▸ **Work to complete**:
Pictures do not belong in the copy; quote every entry below exactly.

(Data listing)
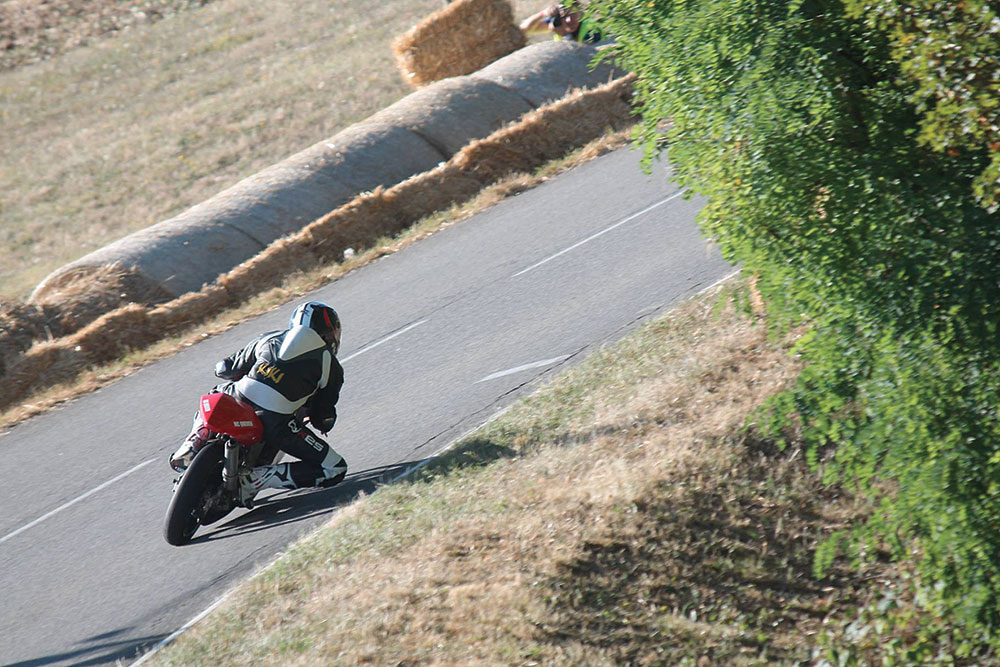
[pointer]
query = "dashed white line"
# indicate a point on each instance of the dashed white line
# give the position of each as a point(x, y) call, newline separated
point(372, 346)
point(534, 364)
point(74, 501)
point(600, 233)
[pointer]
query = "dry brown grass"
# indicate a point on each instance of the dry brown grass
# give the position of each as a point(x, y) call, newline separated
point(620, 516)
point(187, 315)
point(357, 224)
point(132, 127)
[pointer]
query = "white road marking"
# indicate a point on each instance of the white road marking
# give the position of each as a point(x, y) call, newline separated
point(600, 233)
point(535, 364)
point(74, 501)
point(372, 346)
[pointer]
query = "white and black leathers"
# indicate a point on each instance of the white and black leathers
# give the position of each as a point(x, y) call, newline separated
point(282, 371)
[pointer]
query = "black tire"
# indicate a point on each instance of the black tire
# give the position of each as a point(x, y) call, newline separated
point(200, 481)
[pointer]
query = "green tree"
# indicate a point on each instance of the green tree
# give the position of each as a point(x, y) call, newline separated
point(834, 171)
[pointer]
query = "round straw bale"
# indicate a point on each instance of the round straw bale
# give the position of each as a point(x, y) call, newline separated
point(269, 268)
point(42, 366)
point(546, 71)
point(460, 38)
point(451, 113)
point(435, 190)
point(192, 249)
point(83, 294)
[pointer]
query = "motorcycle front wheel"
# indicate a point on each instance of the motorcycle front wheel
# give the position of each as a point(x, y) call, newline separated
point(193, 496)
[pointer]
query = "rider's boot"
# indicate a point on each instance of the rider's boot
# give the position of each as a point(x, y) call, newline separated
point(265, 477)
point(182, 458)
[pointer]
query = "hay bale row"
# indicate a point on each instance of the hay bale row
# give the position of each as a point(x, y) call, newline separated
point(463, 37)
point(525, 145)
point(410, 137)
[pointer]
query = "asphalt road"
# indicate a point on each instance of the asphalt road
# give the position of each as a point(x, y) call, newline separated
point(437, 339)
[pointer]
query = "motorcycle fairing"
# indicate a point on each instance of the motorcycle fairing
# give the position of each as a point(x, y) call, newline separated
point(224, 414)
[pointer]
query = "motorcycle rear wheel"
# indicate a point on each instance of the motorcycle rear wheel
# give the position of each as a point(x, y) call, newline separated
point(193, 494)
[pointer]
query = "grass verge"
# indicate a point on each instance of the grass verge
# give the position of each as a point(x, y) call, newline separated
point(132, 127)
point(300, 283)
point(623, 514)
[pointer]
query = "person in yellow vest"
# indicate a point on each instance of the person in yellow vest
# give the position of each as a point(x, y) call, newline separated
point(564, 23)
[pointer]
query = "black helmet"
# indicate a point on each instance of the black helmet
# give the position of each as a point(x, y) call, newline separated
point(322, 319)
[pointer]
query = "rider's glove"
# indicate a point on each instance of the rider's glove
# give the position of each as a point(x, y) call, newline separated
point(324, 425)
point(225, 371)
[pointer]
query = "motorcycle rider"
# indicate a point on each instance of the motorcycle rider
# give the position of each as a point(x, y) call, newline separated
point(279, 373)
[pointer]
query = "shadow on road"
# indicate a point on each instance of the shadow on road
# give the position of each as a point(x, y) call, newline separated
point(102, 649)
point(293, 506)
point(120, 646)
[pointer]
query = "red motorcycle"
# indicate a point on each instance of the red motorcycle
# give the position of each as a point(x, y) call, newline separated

▸ **Written answer**:
[pointer]
query = "dashed white line"
# indicate a point on each instance of the dashed white line
# give the position of each as a point(x, y) call, newline separated
point(372, 346)
point(534, 364)
point(74, 501)
point(600, 233)
[pointer]
query = "dry brown grass"
# indicate a point on each instance of the dry brown grass
# give the position of each as a point(x, y) call, newline separated
point(620, 516)
point(187, 315)
point(357, 224)
point(132, 127)
[pointer]
query = "white road marking"
# indicate a point on each instance of the white road marking
# give the position of each as a point(x, y) call, newline separated
point(600, 233)
point(535, 364)
point(74, 501)
point(372, 346)
[pointer]
query = "white and black leathers"
# indicate a point on each instance of the white and black leathers
# give the position of each as a point(x, y) call, newline separated
point(282, 371)
[pointer]
query = "black tire"
# indicate a point on each instance of the black tire
# give the position of each as a point(x, y) call, newline separated
point(200, 481)
[pointer]
query = "green tree"
# indicate a point on each instance of the green tree
# give the position of each as a point(x, y) call, newline separated
point(834, 171)
[pointer]
query = "round straw bale"
# indicate a point on each instance of the round straw bale
# give the position of each as a point(x, y) call, newline separated
point(269, 268)
point(42, 366)
point(546, 71)
point(460, 38)
point(451, 113)
point(435, 190)
point(192, 249)
point(83, 294)
[pointer]
query = "motorcycle front wheel"
# indicate a point on each instance of the motorcycle front wheel
# give the position of each as a point(x, y) call, newline separated
point(193, 496)
[pointer]
query = "rider's boot"
# indicate a point on each instance of the rider's boot
# give the position of each as a point(x, y) call, newline separated
point(265, 477)
point(182, 458)
[pointer]
query = "hay bale row"
# indicate a point on each instance of the hay bale row
# give the position of each as a point(x, y) call, newline separated
point(463, 37)
point(525, 145)
point(410, 137)
[pointer]
query = "asphalt road"
# indicate a point on each instance of the asphalt road
# give the position of each as a point(x, y) call, newline separated
point(437, 339)
[pointer]
query = "motorcycle fairing"
# indicate a point on each instance of the motorcycle fairing
# give the position of each as a point(x, y) call, newline separated
point(224, 414)
[pointer]
query = "motorcycle rear wheel"
# indicate a point on each instance of the motorcycle rear wheel
# give the position of each as a point(x, y) call, newline separated
point(193, 494)
[pointer]
query = "grass verge"
# indicate a point on each instance of the grass verge
# give the position of each as a point(x, y) call, newline separated
point(132, 127)
point(300, 283)
point(623, 514)
[pointer]
query = "person in yellow vest"
# indicate a point on each instance of the person in yellow vest
# give the position of each as a point(x, y) call, newline separated
point(564, 23)
[pointer]
query = "black helmet"
# indicate a point on each instance of the black helmet
# give the position of each as a point(x, y) call, newline separated
point(322, 319)
[pointer]
query = "rider's glove"
# indicate a point on each instance of the rider's glove
# give the position of each as a point(x, y) call, newline separated
point(324, 425)
point(225, 371)
[pointer]
query = "motorcycle rider"
# indicate a point on each instance of the motorcycle rider
# give the position of each as a point(x, y) call, newline separated
point(279, 373)
[pointer]
query = "shadow on road"
# indicate a point on each instance of the shadow on road
# give the position of each as a point(x, y) call, newline separated
point(102, 649)
point(293, 506)
point(120, 646)
[pointer]
query = "red motorcycle"
# indicate a point on each instance of the red motorcycle
# give the position of each as a point(x, y) call, newline separated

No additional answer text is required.